§ GIVEN EXERCISE: Could you copy every item below line for line, with no changes at all?

§ PROVIDED DATA:
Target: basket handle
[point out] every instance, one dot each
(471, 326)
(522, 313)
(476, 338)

§ TASK ANSWER:
Target: basket handle
[point out] every instance, one dot each
(471, 326)
(522, 313)
(476, 338)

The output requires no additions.